• [Provided information]
▬▬▬▬▬▬▬▬▬▬
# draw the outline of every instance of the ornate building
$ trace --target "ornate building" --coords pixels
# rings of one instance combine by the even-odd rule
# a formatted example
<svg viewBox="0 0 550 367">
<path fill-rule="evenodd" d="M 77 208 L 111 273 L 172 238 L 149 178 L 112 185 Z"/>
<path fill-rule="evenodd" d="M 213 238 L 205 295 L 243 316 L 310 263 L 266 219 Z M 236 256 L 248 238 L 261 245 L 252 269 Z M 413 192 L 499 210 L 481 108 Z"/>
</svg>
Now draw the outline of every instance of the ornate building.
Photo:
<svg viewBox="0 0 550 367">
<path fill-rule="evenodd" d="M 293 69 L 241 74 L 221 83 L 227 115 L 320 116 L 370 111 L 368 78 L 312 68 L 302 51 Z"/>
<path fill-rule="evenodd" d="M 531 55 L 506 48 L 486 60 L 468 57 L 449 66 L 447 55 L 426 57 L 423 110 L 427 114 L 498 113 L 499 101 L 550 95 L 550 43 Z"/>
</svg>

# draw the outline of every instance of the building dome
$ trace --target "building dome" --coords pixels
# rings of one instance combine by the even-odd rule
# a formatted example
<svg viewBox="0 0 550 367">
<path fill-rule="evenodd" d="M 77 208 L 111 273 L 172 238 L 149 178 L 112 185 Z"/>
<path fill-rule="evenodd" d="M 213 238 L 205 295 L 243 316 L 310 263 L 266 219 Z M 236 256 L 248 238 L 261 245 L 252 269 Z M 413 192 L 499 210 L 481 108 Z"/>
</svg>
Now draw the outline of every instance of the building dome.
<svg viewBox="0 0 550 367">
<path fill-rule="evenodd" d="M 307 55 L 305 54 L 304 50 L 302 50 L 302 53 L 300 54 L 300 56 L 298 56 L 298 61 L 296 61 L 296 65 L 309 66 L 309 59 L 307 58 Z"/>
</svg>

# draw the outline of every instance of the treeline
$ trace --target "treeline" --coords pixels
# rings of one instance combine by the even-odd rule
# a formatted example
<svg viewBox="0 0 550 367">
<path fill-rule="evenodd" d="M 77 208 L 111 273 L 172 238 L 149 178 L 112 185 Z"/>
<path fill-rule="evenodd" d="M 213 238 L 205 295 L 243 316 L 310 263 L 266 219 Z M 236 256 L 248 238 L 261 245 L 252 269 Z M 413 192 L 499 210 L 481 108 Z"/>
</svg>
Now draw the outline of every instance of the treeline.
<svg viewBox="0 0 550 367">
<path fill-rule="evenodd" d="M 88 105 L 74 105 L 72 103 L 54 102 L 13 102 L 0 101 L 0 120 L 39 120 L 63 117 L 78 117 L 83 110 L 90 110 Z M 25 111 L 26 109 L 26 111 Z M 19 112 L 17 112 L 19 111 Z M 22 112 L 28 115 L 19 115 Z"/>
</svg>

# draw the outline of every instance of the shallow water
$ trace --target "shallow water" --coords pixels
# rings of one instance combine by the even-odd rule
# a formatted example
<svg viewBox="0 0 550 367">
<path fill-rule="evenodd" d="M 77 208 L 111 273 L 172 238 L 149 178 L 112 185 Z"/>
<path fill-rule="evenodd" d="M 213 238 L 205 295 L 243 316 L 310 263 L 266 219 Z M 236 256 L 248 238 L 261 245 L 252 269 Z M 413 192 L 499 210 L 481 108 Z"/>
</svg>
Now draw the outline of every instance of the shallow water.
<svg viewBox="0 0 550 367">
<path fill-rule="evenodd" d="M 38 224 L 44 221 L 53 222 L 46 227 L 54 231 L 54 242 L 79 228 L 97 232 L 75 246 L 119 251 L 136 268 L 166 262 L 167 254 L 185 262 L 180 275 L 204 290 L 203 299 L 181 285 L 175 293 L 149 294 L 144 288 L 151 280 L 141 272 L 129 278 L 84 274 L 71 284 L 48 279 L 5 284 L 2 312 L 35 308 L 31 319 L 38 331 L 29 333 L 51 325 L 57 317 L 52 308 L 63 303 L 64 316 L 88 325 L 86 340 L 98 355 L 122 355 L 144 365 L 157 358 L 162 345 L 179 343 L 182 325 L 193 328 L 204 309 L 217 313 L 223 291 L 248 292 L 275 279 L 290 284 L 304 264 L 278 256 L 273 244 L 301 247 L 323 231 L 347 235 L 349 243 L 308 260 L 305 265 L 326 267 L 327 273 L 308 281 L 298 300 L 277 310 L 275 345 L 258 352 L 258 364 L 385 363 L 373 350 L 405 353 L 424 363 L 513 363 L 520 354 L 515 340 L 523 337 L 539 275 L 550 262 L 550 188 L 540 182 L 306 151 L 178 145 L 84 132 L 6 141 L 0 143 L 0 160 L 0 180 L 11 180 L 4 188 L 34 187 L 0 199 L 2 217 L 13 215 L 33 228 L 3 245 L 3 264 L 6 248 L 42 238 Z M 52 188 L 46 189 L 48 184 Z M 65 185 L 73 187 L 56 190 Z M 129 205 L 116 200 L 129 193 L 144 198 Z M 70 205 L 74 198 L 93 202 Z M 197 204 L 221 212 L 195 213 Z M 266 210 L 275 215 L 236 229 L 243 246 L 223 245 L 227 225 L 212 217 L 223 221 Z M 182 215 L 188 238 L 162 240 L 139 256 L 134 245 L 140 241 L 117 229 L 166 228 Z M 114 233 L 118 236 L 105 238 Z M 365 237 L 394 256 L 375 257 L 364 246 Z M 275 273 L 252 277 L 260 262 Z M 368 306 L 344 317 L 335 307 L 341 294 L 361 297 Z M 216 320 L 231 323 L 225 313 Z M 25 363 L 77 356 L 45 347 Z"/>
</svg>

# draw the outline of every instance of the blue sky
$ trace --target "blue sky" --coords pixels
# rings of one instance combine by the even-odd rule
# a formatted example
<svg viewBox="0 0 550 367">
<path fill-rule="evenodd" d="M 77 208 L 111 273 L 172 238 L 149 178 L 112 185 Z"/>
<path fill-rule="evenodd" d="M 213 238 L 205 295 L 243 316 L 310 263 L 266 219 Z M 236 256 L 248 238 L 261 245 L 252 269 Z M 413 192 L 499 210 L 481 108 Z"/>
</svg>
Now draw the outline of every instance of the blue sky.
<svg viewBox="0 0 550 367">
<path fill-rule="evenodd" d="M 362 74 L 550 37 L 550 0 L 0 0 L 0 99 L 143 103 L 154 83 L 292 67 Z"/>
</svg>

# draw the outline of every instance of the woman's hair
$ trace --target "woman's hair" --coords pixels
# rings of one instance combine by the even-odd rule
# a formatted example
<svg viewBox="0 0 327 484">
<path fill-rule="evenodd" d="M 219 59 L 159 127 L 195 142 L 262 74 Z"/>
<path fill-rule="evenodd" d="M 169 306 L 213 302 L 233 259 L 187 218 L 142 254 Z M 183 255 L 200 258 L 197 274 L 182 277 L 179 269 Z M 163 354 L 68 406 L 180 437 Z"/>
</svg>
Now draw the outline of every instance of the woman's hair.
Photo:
▬▬▬▬▬▬▬▬▬▬
• [Given exercise] Copy only the stretch running from the line containing "# draw the outline of every instance of the blue" to the final line of the entries, both ends included, exactly as it stands.

• [Answer below]
# draw the outline of every instance of the blue sky
$ trace --target "blue sky" --coords pixels
# rings of one instance combine by the even-odd rule
# a formatted example
<svg viewBox="0 0 550 367">
<path fill-rule="evenodd" d="M 77 208 L 111 273 L 172 238 L 149 178 L 112 185 Z"/>
<path fill-rule="evenodd" d="M 213 238 L 205 295 L 243 316 L 310 263 L 266 219 Z M 236 256 L 248 238 L 261 245 L 252 269 Z M 413 192 L 499 210 L 481 108 Z"/>
</svg>
Now draw the outline of every instance of the blue sky.
<svg viewBox="0 0 550 367">
<path fill-rule="evenodd" d="M 362 74 L 550 37 L 550 0 L 0 0 L 0 99 L 143 103 L 154 83 L 292 67 Z"/>
</svg>

# draw the outline of every instance of the woman's hair
$ trace --target "woman's hair" --coords pixels
# rings of one instance combine by the even-odd rule
# a formatted example
<svg viewBox="0 0 327 484">
<path fill-rule="evenodd" d="M 219 59 L 159 127 L 195 142 L 262 74 Z"/>
<path fill-rule="evenodd" d="M 169 306 L 213 302 L 233 259 L 187 218 L 142 254 Z M 183 255 L 200 258 L 197 274 L 182 277 L 179 269 Z M 163 354 L 68 406 L 180 437 Z"/>
</svg>
Now draw the outline of every instance of the woman's hair.
Photo:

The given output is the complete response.